Beginning with the first line of the data below, extract each line up to and including the one containing "the metal scrap". Copy them exactly and add nothing.

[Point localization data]
━━━━━━━━

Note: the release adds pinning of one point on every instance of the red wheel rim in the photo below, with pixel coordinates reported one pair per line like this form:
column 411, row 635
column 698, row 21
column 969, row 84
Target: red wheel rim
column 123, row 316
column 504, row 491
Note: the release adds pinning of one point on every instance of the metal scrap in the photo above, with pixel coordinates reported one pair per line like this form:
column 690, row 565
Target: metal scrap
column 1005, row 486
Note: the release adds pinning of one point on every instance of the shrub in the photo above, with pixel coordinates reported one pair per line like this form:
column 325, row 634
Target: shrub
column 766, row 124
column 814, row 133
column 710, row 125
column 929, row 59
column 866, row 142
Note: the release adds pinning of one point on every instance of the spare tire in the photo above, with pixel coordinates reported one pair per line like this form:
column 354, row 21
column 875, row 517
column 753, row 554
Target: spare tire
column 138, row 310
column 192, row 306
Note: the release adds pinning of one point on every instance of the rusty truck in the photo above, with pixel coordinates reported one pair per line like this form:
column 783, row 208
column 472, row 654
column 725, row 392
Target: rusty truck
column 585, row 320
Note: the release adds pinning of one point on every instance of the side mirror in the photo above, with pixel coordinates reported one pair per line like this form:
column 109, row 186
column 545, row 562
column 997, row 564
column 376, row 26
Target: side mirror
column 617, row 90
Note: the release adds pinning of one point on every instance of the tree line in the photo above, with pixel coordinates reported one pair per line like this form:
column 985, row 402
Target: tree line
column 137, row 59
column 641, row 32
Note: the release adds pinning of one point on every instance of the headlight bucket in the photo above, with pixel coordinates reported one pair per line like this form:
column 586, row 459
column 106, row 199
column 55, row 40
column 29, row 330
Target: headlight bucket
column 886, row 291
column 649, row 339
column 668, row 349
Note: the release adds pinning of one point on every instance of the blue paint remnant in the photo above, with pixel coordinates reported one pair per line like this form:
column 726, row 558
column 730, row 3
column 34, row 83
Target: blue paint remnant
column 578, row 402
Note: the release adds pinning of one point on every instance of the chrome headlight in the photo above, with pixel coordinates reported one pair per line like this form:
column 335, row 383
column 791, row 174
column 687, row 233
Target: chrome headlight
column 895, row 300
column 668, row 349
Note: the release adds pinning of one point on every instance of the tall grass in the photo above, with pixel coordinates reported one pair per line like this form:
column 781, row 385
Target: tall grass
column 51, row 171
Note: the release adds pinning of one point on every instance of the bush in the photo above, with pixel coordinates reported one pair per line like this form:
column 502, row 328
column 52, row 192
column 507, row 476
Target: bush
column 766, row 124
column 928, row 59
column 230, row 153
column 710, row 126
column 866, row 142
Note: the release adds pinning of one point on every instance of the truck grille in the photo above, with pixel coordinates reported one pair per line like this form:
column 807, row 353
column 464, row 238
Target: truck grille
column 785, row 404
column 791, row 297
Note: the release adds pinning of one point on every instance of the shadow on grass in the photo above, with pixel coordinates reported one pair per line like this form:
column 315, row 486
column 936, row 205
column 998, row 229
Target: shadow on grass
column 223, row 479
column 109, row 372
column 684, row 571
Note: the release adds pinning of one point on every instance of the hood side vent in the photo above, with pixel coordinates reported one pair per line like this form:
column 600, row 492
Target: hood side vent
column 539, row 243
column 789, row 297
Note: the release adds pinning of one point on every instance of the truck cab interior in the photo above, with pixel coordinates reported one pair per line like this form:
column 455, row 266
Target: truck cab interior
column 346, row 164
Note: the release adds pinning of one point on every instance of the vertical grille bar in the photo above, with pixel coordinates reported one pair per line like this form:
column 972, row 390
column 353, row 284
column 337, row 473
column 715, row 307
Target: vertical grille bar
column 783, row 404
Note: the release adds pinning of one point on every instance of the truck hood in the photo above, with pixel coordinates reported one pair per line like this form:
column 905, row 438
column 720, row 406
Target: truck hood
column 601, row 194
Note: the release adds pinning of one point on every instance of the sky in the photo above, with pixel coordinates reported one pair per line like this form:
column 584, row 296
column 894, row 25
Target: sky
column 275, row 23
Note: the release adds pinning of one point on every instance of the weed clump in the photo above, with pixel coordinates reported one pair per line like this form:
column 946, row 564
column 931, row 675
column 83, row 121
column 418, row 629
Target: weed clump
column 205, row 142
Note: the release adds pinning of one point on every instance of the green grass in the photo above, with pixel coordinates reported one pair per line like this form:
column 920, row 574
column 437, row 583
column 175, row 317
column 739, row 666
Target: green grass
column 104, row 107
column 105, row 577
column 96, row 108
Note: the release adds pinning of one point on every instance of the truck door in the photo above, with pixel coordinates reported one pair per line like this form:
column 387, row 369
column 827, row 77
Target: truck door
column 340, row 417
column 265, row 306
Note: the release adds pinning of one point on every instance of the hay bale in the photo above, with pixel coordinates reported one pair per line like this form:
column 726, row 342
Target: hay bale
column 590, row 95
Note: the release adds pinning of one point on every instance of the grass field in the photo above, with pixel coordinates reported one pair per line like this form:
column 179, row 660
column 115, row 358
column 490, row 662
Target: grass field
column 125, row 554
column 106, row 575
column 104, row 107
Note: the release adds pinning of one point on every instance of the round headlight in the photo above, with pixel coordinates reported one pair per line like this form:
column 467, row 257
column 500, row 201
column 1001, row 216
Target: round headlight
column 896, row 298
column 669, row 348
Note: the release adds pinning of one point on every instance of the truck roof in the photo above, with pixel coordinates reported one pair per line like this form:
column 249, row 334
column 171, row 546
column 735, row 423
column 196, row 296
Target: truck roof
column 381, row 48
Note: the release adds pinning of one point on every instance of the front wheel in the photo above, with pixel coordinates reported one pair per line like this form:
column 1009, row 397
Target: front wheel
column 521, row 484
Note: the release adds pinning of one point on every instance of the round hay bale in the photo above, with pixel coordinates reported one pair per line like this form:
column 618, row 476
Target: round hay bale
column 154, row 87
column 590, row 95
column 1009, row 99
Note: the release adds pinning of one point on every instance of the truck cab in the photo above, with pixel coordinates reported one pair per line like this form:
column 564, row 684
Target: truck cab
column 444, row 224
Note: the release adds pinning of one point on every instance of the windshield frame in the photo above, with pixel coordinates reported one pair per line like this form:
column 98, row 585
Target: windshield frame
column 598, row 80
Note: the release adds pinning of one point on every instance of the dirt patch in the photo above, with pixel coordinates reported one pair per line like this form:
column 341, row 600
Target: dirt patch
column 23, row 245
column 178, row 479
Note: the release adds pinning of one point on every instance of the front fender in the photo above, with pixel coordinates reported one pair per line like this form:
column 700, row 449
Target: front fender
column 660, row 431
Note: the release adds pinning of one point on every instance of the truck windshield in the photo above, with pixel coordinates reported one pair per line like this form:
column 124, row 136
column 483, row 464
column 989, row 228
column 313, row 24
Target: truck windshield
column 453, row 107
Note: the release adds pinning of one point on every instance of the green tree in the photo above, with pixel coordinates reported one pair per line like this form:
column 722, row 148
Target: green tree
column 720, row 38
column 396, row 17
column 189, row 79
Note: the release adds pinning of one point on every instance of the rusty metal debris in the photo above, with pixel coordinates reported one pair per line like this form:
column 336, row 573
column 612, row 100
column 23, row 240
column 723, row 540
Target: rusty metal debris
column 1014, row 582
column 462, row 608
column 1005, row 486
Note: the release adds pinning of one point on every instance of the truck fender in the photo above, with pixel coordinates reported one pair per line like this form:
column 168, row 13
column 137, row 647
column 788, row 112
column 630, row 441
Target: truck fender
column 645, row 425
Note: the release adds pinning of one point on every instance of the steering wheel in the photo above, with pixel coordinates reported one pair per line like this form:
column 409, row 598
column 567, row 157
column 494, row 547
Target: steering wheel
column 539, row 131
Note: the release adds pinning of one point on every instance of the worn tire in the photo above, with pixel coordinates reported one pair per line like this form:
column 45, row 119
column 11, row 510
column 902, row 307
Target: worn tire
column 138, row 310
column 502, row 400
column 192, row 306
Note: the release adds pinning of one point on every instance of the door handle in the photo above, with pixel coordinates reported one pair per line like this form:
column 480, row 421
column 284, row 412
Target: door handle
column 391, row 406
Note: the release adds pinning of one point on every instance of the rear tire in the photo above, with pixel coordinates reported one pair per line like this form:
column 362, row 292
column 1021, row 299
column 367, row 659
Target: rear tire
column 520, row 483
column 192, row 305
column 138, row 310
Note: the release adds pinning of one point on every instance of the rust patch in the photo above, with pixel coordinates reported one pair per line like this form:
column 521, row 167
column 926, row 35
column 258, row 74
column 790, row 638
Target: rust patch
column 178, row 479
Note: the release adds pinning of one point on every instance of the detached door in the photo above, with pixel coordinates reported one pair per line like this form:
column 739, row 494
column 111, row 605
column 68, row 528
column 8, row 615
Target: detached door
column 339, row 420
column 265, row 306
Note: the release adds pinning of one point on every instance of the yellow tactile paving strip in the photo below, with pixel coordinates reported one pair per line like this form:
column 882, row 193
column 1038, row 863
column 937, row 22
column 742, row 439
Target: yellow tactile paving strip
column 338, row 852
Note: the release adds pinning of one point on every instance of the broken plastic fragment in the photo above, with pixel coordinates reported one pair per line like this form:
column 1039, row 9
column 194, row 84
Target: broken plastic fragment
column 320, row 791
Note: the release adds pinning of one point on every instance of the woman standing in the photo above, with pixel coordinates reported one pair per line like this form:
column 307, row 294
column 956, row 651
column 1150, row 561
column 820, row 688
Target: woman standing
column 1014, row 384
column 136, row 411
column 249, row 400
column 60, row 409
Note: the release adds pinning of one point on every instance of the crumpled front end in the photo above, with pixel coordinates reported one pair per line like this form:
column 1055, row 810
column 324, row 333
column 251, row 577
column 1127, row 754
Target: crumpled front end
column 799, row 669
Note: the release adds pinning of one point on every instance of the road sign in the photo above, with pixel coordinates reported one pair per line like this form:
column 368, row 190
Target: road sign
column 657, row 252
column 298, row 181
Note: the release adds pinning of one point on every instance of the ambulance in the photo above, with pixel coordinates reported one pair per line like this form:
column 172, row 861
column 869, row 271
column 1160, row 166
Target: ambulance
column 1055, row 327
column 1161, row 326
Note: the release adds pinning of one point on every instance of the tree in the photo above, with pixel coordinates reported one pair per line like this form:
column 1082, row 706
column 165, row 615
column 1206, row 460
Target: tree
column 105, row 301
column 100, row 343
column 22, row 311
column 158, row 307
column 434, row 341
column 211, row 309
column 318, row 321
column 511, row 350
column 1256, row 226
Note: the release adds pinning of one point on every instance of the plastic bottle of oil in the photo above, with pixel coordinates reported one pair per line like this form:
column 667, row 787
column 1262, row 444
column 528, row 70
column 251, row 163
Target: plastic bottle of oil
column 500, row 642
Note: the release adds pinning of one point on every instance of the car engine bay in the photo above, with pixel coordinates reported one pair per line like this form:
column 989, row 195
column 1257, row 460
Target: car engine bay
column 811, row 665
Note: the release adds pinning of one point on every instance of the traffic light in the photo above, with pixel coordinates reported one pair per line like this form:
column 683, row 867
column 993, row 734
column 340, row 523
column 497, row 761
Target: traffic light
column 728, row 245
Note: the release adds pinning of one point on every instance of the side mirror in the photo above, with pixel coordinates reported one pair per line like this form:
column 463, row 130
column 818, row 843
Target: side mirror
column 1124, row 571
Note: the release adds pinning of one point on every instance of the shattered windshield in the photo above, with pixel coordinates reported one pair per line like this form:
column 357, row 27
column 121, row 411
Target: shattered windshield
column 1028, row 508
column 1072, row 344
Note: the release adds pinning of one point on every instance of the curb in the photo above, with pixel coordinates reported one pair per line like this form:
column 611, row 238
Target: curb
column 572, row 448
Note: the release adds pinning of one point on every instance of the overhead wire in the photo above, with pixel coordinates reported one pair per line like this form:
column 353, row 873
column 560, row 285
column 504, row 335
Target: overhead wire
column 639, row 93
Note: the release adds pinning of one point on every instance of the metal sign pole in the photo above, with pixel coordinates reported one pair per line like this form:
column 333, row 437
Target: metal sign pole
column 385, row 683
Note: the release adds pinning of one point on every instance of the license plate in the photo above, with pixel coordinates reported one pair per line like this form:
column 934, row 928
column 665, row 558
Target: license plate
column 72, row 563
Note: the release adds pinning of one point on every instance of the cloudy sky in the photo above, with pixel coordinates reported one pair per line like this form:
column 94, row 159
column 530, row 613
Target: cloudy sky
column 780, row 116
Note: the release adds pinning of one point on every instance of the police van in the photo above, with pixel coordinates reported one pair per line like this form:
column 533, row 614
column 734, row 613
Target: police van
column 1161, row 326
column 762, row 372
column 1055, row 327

━━━━━━━━

_The completed task_:
Note: the release adds pinning of one point on every instance of the red wheel rim in the photo below, with pixel coordinates reported one pair per line like this form:
column 411, row 635
column 698, row 21
column 969, row 84
Target: red wheel rim
column 123, row 316
column 504, row 491
Note: the release adds pinning of one point on every instance of the metal scrap in the photo above, with pixel coordinates reported one pair per line like this form:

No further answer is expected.